#### [Instruction A]
In the Black Thursday article, at what level did the Dow close on Oct. 24, 1929?

----------

Black Thursday

What Is Black Thursday?

Black Thursday is the name given to an infamous day in stock market history: Thursday, Oct. 24, 1929, when the market opened 11% lower than the previous day’s close, and panicked selling ensued throughout a day of heavy trading. Black Thursday is considered the first day of the Great Stock Market Crash of 1929, which continued until Oct. 29.

Black Thursday also refers to shopping and sales that begin on Thanksgiving Day, a preview of Black Friday, the beginning of the holiday shopping season. 

Key Takeaways

  • Black Thursday refers to Thursday, Oct. 24, 1929, when the Dow Jones Industrial Average (DJIA) plummeted drastically as soon as trading opened and an unprecedented number of shares changed hands.
  • Black Thursday is considered the first day of the Stock Market Crash of 1929, which lasted until Oct. 29, marking the end of a decade-long bull market and the onset of the Great Depression.
  • Black Thursday can also refer to Thanksgiving Day, when some retailers start offering sales and deals, in anticipation of the onset of the holiday shopping season.

Understanding Black Thursday

Black Thursday marked the beginning of the end of one of the longest-running bull markets in U.S. history. For nearly the entire decade of the 1920s, stock prices had been steadily climbing, rising to unprecedented heights. The Dow Jones Industrial Average (DJIA) increased sixfold from 63 in August 1921 to 381 in September 1929.

However, even before the New York Stock Exchange (NYSE) opened on that fateful Thursday in 1929, the elevated equity prices were making investors and financial experts uneasy. On Sept. 5, at the annual National Business Conference, economist Roger Babson predicted that “sooner or later a crash is coming, and it may be terrific.” Throughout September, stock prices gyrated, with sudden declines and rapid recoveries.

The jitters continued into October. In fact, on Oct. 23, the Dow fell 4.6%. A Washington Post headline exclaimed, “Huge Selling Wave Creates Near-Panic as Stocks Collapse.”

By this time, the stock market had already fallen nearly 20% since its record close of 381 on Sept. 3. When trading opened on Thursday, Oct. 24, the Dow fell 11% in the first few hours.  Even more ominous was the heavy trading volume: It was to hit a record 12.9 million shares—three times the normal amount—by day’s end.

The three leading banks at that time were Morgan Bank, Chase National Bank, and National City Bank of New York. Putting together a $750 million fund, they bought stocks to attempt to restore confidence in the markets. By the end of the trading day, the Dow actually recovered a bit, closing 2% down, at 299.47.

Black Thursday changed the widely held perception that—as one contemporary economist put it—“stock prices have reached ‘what looks like a permanently high plateau.’”


Aftermath of Black Thursday

The financiers’ and banks’ propping-up efforts worked for a time. On Friday, the Dow closed higher, at 301.22.

However, on Black Monday, Oct. 28, it fell almost 13% in light trading, to 260.64. And that triggered an all-out panic the next day. By the end of trading on Tuesday, Oct. 29—Black Tuesday—the Dow had fallen to 230.07, a 12% loss.

After the crash, the Dow continued sliding for three more years, bottoming out on July 8, 1932, at 41.22. It had lost almost 90% of its value since its high on Sept. 3, 1929. In fact, it didn’t reach that high again for 25 years, until Nov. 23, 1954.

----------

#### [Instruction B]
Return every line of the labeled-point entries below verbatim, leaving out the pictures.

[Records of labeled points]
----------

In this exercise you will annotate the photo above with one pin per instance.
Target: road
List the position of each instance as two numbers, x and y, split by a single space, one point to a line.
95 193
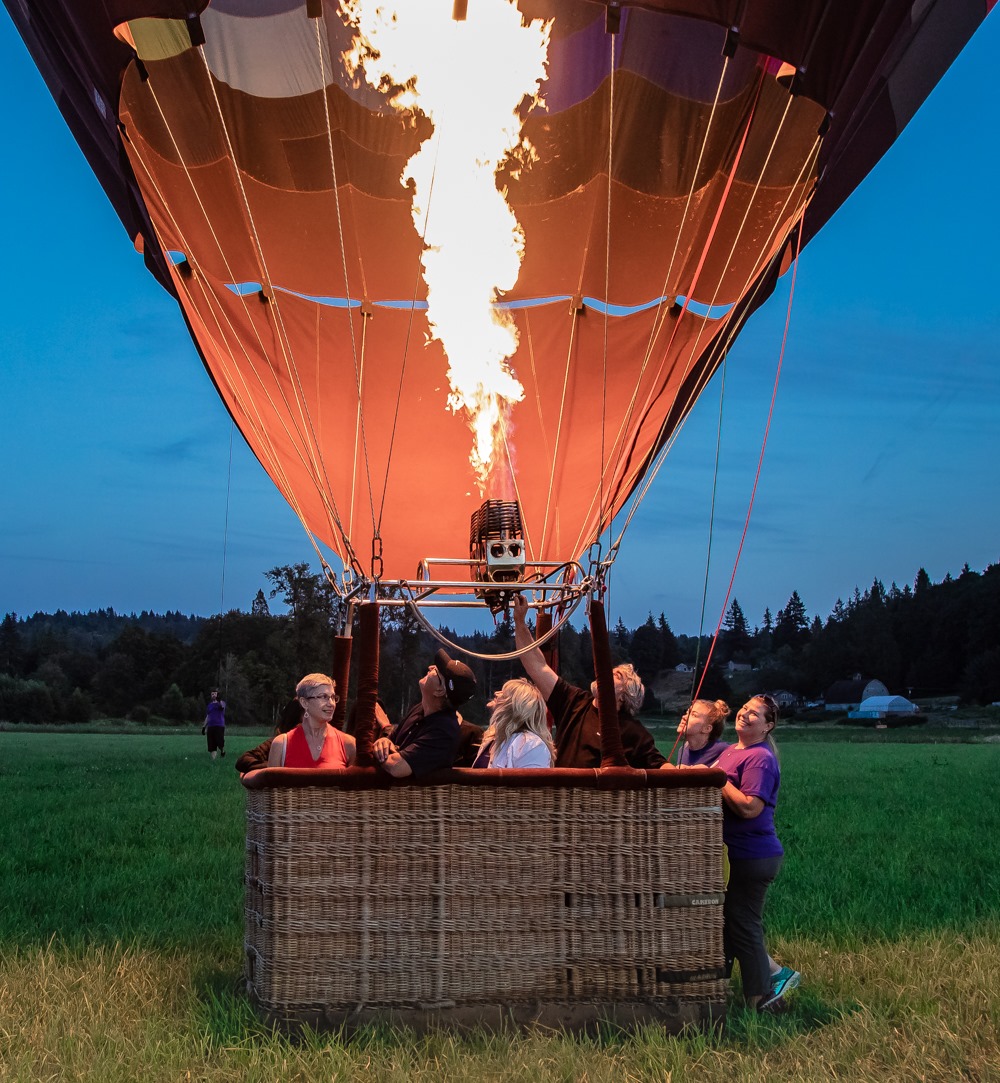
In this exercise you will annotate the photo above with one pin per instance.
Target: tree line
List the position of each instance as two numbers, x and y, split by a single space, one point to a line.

----------

#### [Problem solution A]
The Dow closed at 299.47, down 2%.

#### [Problem solution B]
In this exercise you will annotate the photo above with one pin per instance.
Target: road
List the position of each instance as two numbers, x and y, split by a single space, one point to a line.
95 193
In this exercise you will annotate the photo above with one pin per instance.
Target: tree line
List the position of each instance as two numbers, x and y, split by a single space, one point to a line.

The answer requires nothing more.